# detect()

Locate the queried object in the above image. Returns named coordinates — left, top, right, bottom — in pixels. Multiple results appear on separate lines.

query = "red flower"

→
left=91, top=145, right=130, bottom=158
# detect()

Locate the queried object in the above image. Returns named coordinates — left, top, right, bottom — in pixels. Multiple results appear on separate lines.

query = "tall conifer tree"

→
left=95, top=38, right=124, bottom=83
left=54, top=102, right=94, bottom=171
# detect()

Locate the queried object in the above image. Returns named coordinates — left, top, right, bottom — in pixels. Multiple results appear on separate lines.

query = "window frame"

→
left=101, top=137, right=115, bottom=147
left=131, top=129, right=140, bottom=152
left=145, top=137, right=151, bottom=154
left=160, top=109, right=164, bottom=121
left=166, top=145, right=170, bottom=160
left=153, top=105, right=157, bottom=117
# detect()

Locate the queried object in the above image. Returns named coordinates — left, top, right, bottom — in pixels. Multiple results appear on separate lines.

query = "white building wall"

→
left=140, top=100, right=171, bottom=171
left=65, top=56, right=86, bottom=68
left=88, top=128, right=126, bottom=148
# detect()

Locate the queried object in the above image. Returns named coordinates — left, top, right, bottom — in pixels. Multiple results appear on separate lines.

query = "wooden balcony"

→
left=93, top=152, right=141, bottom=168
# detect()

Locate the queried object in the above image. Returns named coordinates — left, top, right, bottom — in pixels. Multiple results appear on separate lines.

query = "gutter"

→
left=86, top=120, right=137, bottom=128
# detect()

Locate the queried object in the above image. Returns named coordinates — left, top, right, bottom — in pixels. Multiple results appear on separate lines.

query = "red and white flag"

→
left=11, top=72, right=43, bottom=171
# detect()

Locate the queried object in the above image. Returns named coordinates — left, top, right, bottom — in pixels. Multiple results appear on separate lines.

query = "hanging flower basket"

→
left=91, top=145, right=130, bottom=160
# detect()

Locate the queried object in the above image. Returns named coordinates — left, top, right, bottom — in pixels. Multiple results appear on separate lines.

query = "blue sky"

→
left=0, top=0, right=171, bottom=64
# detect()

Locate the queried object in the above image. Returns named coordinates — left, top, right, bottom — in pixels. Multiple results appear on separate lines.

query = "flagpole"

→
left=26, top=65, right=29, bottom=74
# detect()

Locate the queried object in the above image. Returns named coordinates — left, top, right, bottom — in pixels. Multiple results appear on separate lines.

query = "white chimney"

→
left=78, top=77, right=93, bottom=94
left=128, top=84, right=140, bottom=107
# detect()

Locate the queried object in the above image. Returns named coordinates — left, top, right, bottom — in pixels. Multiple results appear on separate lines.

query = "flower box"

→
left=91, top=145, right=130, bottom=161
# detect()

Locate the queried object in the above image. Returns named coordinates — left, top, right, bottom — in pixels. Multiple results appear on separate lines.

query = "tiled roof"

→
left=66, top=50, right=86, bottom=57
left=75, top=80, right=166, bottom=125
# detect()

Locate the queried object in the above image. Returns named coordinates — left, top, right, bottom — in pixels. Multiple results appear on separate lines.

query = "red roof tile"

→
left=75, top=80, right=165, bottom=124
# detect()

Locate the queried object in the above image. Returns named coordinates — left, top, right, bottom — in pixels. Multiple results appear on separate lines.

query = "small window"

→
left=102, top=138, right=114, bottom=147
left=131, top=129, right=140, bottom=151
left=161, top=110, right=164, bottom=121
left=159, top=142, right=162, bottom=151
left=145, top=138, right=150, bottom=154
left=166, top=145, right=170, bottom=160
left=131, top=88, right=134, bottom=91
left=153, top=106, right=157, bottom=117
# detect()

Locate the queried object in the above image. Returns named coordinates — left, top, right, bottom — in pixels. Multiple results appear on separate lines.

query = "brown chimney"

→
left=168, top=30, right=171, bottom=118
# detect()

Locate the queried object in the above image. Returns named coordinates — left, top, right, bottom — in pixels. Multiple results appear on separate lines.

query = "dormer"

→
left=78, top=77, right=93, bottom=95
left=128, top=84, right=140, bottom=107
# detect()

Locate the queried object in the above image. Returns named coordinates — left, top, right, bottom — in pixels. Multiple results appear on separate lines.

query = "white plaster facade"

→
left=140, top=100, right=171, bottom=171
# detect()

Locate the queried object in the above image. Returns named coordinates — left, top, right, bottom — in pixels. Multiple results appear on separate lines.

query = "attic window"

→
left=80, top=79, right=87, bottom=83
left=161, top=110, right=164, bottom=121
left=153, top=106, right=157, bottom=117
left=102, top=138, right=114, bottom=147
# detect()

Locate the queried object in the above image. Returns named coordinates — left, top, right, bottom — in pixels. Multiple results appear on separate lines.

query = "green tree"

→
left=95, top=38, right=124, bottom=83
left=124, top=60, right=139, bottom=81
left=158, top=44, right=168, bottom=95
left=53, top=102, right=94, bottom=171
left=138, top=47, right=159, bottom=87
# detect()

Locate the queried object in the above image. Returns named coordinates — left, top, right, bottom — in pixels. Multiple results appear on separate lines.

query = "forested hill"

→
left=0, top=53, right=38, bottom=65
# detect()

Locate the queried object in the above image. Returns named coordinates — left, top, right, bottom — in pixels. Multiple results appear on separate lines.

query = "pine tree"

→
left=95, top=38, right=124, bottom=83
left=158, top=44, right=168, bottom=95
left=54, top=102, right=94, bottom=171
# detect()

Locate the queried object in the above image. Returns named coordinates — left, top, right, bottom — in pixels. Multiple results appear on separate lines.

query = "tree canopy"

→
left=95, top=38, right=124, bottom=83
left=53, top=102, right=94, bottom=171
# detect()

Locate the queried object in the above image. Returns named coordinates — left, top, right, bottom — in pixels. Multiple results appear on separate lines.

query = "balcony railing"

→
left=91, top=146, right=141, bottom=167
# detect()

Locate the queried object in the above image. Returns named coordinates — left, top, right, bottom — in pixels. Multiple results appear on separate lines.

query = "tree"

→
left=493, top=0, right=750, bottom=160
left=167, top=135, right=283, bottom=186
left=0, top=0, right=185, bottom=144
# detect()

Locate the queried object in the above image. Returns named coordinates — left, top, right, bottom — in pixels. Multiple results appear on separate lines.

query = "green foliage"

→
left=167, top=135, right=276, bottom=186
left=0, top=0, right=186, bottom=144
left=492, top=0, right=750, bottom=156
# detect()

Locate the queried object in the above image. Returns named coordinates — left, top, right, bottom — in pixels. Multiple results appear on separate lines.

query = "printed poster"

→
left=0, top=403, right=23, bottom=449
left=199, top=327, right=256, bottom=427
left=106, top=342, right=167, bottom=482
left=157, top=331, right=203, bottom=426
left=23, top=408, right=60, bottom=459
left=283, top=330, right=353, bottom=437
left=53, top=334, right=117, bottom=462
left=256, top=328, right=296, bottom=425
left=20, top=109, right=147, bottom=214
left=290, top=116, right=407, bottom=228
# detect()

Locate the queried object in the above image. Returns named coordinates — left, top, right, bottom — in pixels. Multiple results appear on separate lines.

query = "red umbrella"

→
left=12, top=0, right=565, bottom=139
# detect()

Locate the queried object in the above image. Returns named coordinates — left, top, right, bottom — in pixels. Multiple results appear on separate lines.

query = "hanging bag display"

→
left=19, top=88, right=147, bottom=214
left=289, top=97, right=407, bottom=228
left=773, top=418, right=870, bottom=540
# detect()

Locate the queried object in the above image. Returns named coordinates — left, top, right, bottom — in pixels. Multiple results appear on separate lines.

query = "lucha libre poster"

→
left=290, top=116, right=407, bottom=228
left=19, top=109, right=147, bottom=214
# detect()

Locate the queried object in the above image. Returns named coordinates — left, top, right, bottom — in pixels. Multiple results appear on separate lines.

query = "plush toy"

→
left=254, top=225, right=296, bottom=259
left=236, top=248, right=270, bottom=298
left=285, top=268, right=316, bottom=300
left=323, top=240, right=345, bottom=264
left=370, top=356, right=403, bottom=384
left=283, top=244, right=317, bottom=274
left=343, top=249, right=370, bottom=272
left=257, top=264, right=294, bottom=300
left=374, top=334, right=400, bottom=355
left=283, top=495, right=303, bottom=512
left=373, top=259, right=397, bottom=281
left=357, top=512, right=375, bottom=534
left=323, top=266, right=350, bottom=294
---+---
## PROBLEM DESCRIPTION
Scale the stretch from the start of the records through the line containing "left=11, top=72, right=43, bottom=171" by repeating every line, requests included, and multiplying each coordinate in the answers by 0.2. Round the results to whole numbers, with halves going up, and leave all other numbers unchanged.

## SOLUTION TO THIS EXERCISE
# detect()

Locate the queried object in the above image. Returns named coordinates — left, top, right, bottom — in pixels. Multiple results appear on separate lines.

query = "red flower"

→
left=18, top=29, right=26, bottom=32
# detect()

Locate the queried object in the above image. Returns named coordinates — left, top, right, bottom — in pixels. Multiple results appear on separate lines.

query = "tall conifer tree"

→
left=19, top=8, right=25, bottom=17
left=11, top=20, right=19, bottom=34
# detect()

Locate the queried object in the above image. Returns named coordinates — left, top, right, bottom — in pixels. Multiple results appear on separate lines.

query = "window frame"

→
left=20, top=27, right=23, bottom=29
left=26, top=26, right=28, bottom=30
left=29, top=27, right=30, bottom=31
left=32, top=22, right=33, bottom=24
left=33, top=29, right=34, bottom=32
left=31, top=21, right=31, bottom=23
# detect()

Locate the queried object in the above image. Returns named coordinates — left, top, right, bottom — in pixels. Multiple results appear on separate lines.

query = "white building wall"

→
left=28, top=20, right=34, bottom=34
left=13, top=11, right=17, bottom=14
left=18, top=26, right=25, bottom=30
# detect()

Locate the queried object in the above image. Returns named coordinates — left, top, right, bottom — in pixels. Multiple results appear on separate lines.

query = "wooden balcony"

→
left=19, top=30, right=28, bottom=34
# detect()

Locate the queried object in the above image. Returns named coordinates — left, top, right, bottom — in pixels. Multiple results appear on separate lines.

query = "gutter"

→
left=17, top=24, right=27, bottom=26
# detect()

Locate the queried object in the above image. Returns named coordinates — left, top, right, bottom — in pixels. Multiple results appear on separate lines.

query = "red and white flag"

→
left=2, top=14, right=9, bottom=34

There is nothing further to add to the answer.